START PAGE EXCERPT
Haysi ( ) is a town in Dickenson County, Virginia, United States. The population was 498 at the 2010 census, up from 186 at the 2000 census, over which time period the town's area tripled.

History

Haysi is located at the confluence of Russell Prater Creek, the McClure River, and the Russell Fork river. The area where Haysi is located used to be known as "The Mouth of McClure". As late as 1911, Haysi was only sparsely populated and was often referred to as a laurel bed.

The first store was constructed within the present town limits of Haysi by Paris Charles for workers of the Yellow Poplar Lumber Company. Haysi began to grow with the construction of the Clinchfield Railroad between 1912 and 1915 as stores sprang up to serve the railroad workers. The railroad was constructed to export natural resources such as timber and coal from the area, and thus later growth of the town centered on workers for the coal mines which began operating around 1916. However, businesses in the town also accommodated travelers, as the rail system was a popular form of transportation at the time, and Haysi was located on a line of the Clinchfield that linked eastern Kentucky with northeast Tennessee, western North Carolina, and South Carolina. Notable early businesses included the McClure Bottling Company, Inc. (established 1914) and the Haysi Supply Company (established 1916). By 1920 Haysi businesses included a hotel, bank, hardware store, and various other retail merchants. By 1930 Main Street was lined with businesses, and the town was incorporated on February 17, 1936.

Local folklore says that in the pioneer days, prior to the establishment of bridges, a ferry boat operator named Si (Silas) shuttled people across the water in that area. It is said that when one arrived at the river and found the ferry on the opposite bank, it was common to shout "Hey Si!" to capture his attention and request passage. Thus, the town which grew around the location of this ferry service became known as "Haysi".

The myth concerning the town's origins is popular and widely accepted among area residents, but local historians dispute this explanation. The name Haysi is said to have originated from a post office established at a general store owned by Charles M. Hayter and Otis L. Sifers. The owners chose Haysi as a blend of their own surnames when it was necessary to provide a name to the U.S. Post Office.

Geography
Haysi is located in northeastern Dickenson County.
END PAGE EXCERPT
- _WRITTEN PROBLEM A_: Reproduce word for word the rows between the one that contains "Greenhouse-scouting task: tag the railroad" and the one that contains "point(507, 317)", both included.
START INFORMATION PROVIDED
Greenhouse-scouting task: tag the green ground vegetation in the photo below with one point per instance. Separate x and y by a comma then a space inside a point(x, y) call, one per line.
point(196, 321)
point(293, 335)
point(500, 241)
END INFORMATION PROVIDED
START INFORMATION PROVIDED
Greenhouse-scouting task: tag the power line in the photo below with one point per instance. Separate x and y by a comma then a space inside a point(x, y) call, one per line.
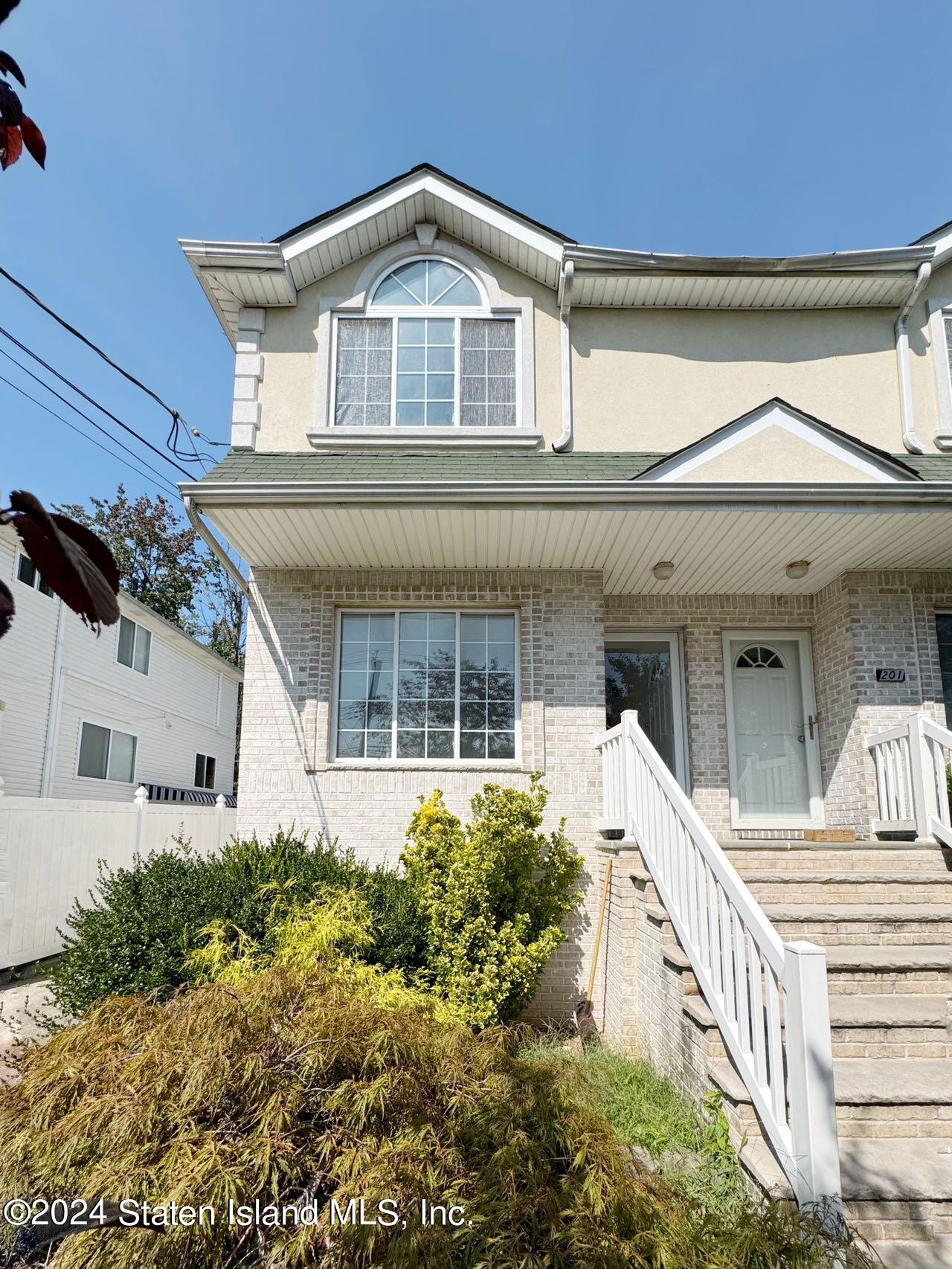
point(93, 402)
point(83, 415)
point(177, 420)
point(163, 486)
END INFORMATION PROVIDED
START INFORMATION PROVIDED
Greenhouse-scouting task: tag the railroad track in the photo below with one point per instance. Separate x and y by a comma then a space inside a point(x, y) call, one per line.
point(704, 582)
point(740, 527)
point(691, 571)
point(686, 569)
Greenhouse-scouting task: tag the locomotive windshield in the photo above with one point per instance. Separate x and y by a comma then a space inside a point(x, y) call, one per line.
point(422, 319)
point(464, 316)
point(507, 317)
END INFORMATION PROVIDED
- _WRITTEN PROBLEM B_: Carry on the text about the town of Haysi from the point where it stops.

- _EXERCISE RESPONSE A_:
Greenhouse-scouting task: tag the railroad track in the photo below with one point per instance. Separate x and y by a comma then a space inside a point(x, y) call, one per line.
point(704, 582)
point(740, 527)
point(691, 571)
point(686, 569)
Greenhouse-scouting task: tag the locomotive windshield in the photo above with one point per instance. Separate x and y by a comma then a space inside a point(x, y) call, one per line.
point(422, 319)
point(464, 316)
point(507, 317)

- _EXERCISE RESPONSE B_:
According to the United States Census Bureau, the town has a total area of , of which  is land and , or 3.10%, is water. The town's area was  in 2000.

Climate
The climate in this area is characterized by relatively high temperatures and evenly distributed precipitation throughout the year.  The Köppen Climate System describes the weather as humid subtropical, and uses the abbreviation Cfa.

Demographics

As of the census of 2000, there were 186 people, 80 households, and 56 families residing in the town. The population density was 210.4 people per square mile (81.6/km2). There were 99 housing units at an average density of 112.0 per square mile (43.4/km2). The racial makeup of the town was 97.85% White, and 2.15% African American.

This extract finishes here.